WHAT YOU NEED TO DO => Report each line from the records where the string "below" turns up.

SOURCE MATERIAL =>
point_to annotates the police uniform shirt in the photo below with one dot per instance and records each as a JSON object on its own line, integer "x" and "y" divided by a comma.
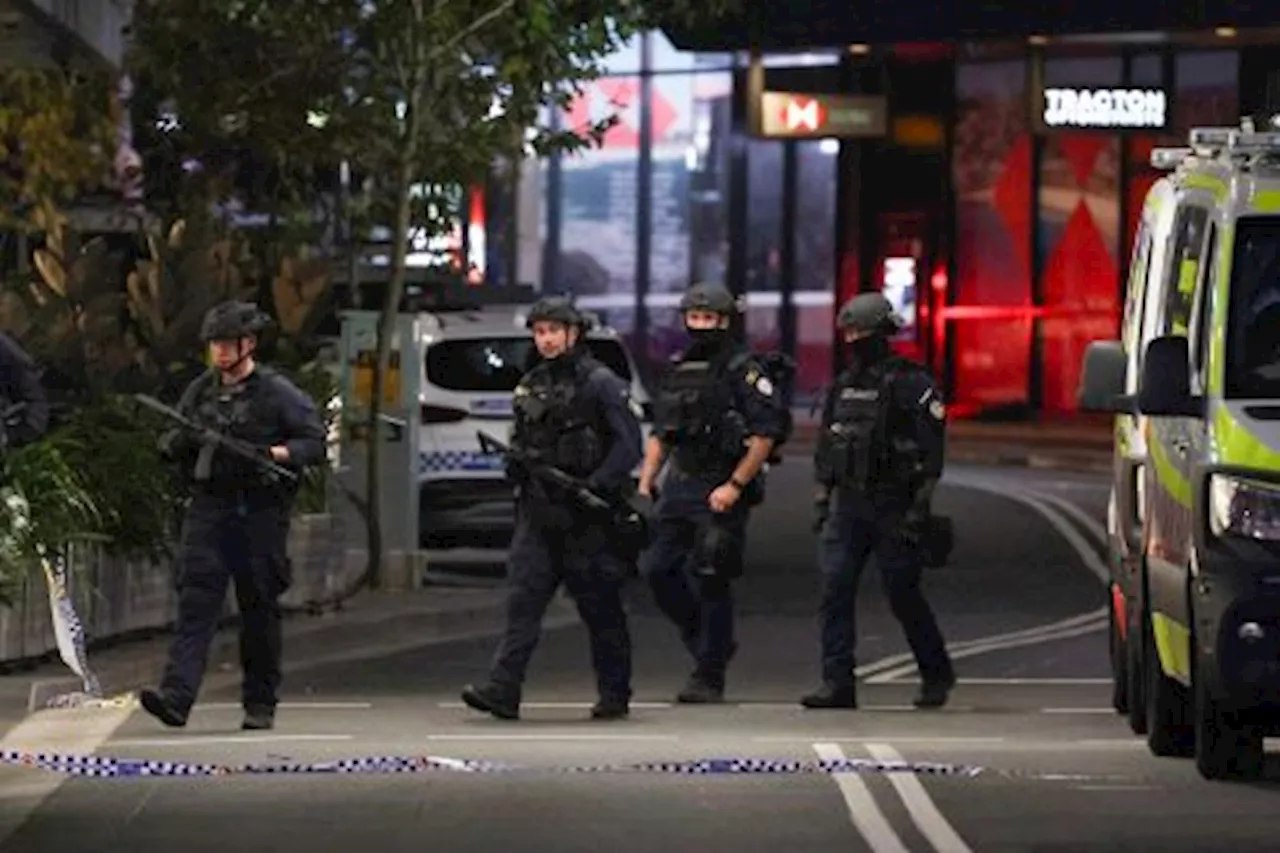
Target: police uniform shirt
{"x": 606, "y": 389}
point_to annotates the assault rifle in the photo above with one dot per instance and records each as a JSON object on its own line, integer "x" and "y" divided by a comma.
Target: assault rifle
{"x": 211, "y": 439}
{"x": 627, "y": 518}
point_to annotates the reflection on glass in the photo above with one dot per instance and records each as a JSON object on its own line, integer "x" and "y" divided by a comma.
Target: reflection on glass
{"x": 992, "y": 177}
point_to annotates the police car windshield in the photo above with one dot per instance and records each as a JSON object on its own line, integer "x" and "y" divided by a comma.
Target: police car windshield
{"x": 1253, "y": 332}
{"x": 497, "y": 364}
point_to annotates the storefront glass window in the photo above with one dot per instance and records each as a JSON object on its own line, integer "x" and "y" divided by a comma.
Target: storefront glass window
{"x": 689, "y": 228}
{"x": 814, "y": 273}
{"x": 598, "y": 205}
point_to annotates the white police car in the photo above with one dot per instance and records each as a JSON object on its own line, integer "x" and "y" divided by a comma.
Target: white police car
{"x": 472, "y": 360}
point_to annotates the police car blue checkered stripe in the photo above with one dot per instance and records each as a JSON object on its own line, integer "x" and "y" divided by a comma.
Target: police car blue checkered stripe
{"x": 437, "y": 461}
{"x": 105, "y": 766}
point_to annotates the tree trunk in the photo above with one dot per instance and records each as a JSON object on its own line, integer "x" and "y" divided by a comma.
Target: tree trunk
{"x": 385, "y": 329}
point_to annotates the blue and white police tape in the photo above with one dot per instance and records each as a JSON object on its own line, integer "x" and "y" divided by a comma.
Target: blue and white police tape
{"x": 373, "y": 765}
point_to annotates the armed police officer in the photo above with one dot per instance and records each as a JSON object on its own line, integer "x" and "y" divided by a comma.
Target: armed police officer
{"x": 576, "y": 418}
{"x": 878, "y": 459}
{"x": 238, "y": 518}
{"x": 717, "y": 418}
{"x": 23, "y": 404}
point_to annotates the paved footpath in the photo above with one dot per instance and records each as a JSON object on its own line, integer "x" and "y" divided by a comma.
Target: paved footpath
{"x": 1027, "y": 757}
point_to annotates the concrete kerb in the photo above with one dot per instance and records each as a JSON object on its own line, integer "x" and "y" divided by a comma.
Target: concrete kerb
{"x": 320, "y": 641}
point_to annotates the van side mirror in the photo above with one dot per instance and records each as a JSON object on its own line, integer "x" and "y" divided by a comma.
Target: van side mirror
{"x": 1102, "y": 379}
{"x": 1165, "y": 389}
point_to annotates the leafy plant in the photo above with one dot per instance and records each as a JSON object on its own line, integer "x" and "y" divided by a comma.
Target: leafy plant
{"x": 45, "y": 502}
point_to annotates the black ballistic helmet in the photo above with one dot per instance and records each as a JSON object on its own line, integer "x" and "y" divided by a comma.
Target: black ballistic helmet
{"x": 707, "y": 296}
{"x": 554, "y": 309}
{"x": 869, "y": 314}
{"x": 233, "y": 320}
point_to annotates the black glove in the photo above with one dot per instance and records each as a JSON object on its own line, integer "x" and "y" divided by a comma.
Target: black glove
{"x": 915, "y": 520}
{"x": 822, "y": 510}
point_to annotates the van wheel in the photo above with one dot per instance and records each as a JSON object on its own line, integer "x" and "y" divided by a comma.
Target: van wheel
{"x": 1224, "y": 747}
{"x": 1168, "y": 733}
{"x": 1136, "y": 641}
{"x": 1119, "y": 665}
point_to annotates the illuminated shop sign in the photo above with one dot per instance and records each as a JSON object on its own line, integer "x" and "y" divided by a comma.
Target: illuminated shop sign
{"x": 1110, "y": 109}
{"x": 814, "y": 117}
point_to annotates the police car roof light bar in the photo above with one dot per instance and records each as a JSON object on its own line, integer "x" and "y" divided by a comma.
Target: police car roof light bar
{"x": 458, "y": 296}
{"x": 1168, "y": 159}
{"x": 1233, "y": 142}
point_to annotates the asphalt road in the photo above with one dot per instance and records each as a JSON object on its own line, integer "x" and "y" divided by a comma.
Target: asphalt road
{"x": 1059, "y": 770}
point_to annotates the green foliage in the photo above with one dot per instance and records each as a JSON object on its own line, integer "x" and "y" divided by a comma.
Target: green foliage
{"x": 45, "y": 501}
{"x": 56, "y": 140}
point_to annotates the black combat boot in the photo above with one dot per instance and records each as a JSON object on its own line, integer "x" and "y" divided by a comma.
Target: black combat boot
{"x": 611, "y": 708}
{"x": 702, "y": 690}
{"x": 935, "y": 692}
{"x": 163, "y": 708}
{"x": 493, "y": 699}
{"x": 831, "y": 696}
{"x": 259, "y": 717}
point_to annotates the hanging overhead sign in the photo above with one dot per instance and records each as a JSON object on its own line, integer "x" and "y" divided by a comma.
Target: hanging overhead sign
{"x": 813, "y": 117}
{"x": 1105, "y": 109}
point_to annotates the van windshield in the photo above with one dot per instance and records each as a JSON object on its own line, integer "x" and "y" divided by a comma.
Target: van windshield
{"x": 494, "y": 365}
{"x": 1253, "y": 328}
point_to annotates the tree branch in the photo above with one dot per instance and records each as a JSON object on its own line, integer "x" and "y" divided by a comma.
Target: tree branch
{"x": 472, "y": 28}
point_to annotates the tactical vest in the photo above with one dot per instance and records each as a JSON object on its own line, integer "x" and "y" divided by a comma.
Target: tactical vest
{"x": 238, "y": 411}
{"x": 694, "y": 415}
{"x": 853, "y": 450}
{"x": 556, "y": 422}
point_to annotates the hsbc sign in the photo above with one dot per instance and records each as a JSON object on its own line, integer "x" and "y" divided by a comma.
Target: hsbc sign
{"x": 799, "y": 115}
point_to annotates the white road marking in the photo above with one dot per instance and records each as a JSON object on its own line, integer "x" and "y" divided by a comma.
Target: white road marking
{"x": 1014, "y": 682}
{"x": 551, "y": 737}
{"x": 291, "y": 706}
{"x": 73, "y": 730}
{"x": 1074, "y": 510}
{"x": 922, "y": 808}
{"x": 561, "y": 706}
{"x": 1078, "y": 710}
{"x": 887, "y": 676}
{"x": 922, "y": 740}
{"x": 895, "y": 661}
{"x": 197, "y": 740}
{"x": 867, "y": 815}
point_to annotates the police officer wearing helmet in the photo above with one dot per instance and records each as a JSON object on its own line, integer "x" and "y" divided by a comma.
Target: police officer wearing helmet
{"x": 238, "y": 518}
{"x": 22, "y": 397}
{"x": 877, "y": 463}
{"x": 576, "y": 415}
{"x": 716, "y": 418}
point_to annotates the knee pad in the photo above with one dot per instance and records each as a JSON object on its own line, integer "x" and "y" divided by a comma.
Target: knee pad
{"x": 718, "y": 552}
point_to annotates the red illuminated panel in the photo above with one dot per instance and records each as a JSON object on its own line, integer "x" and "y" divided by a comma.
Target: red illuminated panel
{"x": 992, "y": 172}
{"x": 1079, "y": 214}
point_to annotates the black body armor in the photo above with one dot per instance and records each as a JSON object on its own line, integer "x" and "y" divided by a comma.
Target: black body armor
{"x": 554, "y": 422}
{"x": 694, "y": 415}
{"x": 855, "y": 450}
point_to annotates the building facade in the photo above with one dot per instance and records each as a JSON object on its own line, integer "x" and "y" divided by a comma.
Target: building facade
{"x": 988, "y": 210}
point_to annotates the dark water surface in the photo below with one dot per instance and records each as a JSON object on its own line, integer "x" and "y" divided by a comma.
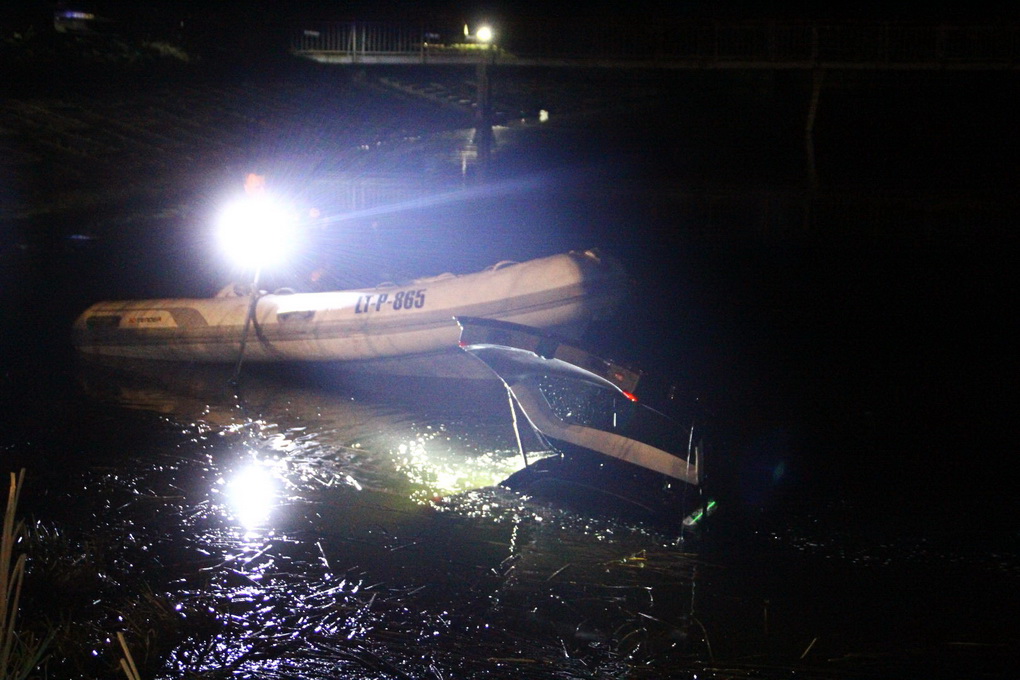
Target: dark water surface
{"x": 844, "y": 330}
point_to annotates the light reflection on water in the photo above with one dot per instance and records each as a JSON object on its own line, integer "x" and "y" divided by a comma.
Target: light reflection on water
{"x": 325, "y": 535}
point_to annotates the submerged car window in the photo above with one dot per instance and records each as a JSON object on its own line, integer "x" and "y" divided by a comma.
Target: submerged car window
{"x": 595, "y": 406}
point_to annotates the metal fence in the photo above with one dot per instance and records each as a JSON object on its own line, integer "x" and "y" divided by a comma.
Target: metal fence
{"x": 683, "y": 45}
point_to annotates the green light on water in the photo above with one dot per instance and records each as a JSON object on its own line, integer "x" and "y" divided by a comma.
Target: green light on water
{"x": 700, "y": 514}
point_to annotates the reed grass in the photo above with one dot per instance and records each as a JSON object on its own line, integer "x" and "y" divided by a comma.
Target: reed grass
{"x": 20, "y": 654}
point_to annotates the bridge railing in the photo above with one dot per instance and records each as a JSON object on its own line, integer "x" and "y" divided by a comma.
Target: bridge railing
{"x": 683, "y": 45}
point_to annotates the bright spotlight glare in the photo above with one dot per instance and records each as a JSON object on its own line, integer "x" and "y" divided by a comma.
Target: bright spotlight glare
{"x": 258, "y": 231}
{"x": 250, "y": 495}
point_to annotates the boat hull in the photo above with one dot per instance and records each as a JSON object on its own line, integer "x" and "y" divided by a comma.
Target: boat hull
{"x": 388, "y": 329}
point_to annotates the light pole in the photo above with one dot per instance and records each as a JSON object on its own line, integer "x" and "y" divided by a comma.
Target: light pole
{"x": 482, "y": 115}
{"x": 257, "y": 230}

WRITTEN SOLUTION =>
point_to annotates the police uniform shirt in the photo below with one dot per instance and records each as a JSON object on its own line, integer "x" and "y" divided by a comma.
point_to annotates the dark water surface in the photo below with one dot per instance and records each as a JSON object on its own line, integer "x" and "y" divided by a comma.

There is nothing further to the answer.